Dans ce contexte, l’établissement des règles supranationales devient un élément primordial de la gouvernance mondiale. De tout temps, en effet, les pays les plus puissants (ceux qui détiennent des avantages technologiques, qui possèdent des armes très sophistiquées et une monnaie internationale), participent au commerce mondial conformément à leur intérêt en imposant des règles internationales (termes de l’échange, libre échange…), qui leur sont favorables.
Il est à signaler que les IFI souffrent d’une espèce de « mal gouvernance mondiale ». Ce qui se traduit par une vision restrictive de développement et une marginalisation du rôle des États faibles dans le processus mondial de prise de décisions. Ce qui nous amène à faire la typologie de la « mal gouvernance mondiale ».
Figure : typologie de la mal gouvernance mondiale

La mal gouvernance économique
La mal gouvernance économique mondiale s’explique à la fois par l’inefficacité des politiques économiques imposées par ces institutions internationales[9] aux pays en développement et l’instabilité financière mondiale, ainsi que l’absence d’une régulation financière internationale. En effet, malgré le bilan peu convaincant des politiques d’ouverture des marchés, les institutions financières internationales tiennent toujours à la politique économique neutre et la logique du moins d’État à long terme. Quoiqu’il en soit, les PED n’étaient pas en position de contrer les commandements des politiques d’ajustement structurel ; le FMI et la Banque mondiale ayant subordonné leurs prêts à l’adoption des politiques économiques conformes aux « 3 D ». En effet, les excès de la conditionnalité ont été l’une des grandes critiques faites au FMI et à la Banque mondiale.

■ **Lignes de données**:
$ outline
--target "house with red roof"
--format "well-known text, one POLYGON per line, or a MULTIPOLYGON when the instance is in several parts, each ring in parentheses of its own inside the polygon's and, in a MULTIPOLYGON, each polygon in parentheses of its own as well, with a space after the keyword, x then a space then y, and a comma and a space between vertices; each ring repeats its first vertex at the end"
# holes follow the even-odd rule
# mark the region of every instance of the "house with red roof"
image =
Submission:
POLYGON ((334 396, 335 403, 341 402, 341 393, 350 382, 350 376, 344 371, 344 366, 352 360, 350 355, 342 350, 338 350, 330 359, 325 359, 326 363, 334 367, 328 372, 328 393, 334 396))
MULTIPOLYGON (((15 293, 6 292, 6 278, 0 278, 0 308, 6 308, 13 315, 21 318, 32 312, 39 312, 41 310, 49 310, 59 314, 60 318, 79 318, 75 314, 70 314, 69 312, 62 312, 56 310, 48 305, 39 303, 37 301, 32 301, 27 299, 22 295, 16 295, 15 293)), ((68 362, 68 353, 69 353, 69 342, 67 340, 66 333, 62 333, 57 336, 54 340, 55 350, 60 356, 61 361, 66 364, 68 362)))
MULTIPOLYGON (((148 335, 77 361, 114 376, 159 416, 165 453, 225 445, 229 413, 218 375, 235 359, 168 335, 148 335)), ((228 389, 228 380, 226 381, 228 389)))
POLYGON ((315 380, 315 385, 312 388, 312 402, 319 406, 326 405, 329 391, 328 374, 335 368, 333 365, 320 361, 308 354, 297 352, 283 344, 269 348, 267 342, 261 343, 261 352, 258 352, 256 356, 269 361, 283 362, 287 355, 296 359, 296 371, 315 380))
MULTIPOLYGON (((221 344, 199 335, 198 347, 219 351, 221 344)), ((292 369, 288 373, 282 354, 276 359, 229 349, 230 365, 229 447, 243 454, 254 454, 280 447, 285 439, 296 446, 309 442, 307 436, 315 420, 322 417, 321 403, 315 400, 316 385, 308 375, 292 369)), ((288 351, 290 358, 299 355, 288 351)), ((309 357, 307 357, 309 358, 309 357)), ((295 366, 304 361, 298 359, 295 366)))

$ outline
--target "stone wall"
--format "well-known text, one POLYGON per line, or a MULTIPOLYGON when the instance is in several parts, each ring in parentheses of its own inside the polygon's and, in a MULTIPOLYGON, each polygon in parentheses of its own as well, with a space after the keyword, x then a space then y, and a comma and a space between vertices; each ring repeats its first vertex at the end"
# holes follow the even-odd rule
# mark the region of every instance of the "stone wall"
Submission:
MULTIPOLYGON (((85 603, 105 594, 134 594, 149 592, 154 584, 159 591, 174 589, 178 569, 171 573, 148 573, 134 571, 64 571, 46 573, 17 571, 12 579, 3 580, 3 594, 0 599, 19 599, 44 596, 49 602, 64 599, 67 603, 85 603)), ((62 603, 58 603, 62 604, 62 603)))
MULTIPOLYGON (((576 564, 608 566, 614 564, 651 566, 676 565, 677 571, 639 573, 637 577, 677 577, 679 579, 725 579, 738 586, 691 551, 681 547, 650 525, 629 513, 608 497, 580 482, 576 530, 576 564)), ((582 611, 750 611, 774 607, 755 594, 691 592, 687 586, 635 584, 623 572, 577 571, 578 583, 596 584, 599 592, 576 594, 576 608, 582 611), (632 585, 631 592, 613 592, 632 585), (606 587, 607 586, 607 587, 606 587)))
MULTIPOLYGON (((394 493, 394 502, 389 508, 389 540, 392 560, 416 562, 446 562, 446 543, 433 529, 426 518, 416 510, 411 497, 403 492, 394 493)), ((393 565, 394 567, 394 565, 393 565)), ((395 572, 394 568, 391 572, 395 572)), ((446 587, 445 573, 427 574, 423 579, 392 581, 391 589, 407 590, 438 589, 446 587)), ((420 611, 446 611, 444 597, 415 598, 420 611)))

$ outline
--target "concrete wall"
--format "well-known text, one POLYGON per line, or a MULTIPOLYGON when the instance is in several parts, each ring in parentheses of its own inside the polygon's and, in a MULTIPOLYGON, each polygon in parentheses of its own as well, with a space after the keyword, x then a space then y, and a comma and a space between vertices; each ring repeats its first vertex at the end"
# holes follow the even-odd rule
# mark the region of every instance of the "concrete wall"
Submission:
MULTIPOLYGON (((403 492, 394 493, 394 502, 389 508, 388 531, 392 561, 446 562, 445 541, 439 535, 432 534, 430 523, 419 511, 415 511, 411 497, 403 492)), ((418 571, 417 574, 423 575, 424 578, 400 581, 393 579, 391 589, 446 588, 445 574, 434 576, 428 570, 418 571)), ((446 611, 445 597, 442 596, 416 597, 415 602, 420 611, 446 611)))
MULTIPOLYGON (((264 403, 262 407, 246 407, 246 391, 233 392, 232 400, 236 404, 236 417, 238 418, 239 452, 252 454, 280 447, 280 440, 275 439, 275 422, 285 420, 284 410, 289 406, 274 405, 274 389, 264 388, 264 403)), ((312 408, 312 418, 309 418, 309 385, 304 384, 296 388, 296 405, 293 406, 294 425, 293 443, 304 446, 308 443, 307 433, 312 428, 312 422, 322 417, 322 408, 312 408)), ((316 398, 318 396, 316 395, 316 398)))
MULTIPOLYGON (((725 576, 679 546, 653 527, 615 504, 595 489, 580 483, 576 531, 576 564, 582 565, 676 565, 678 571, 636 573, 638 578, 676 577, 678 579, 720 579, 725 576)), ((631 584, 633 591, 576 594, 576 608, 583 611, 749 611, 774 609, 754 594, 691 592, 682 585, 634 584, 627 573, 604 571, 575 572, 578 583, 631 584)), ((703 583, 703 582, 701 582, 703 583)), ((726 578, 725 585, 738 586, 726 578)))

■ **Objectif**: Traduisez en anglais cette phrase du texte extrait : « En effet, les excès de la conditionnalité ont été l’une des grandes critiques faites au FMI et à la Banque mondiale. » On peut se passer des données.

■ **Réponse**: Indeed, the excesses of conditionality have been one of the major criticisms leveled at the IMF and the World Bank.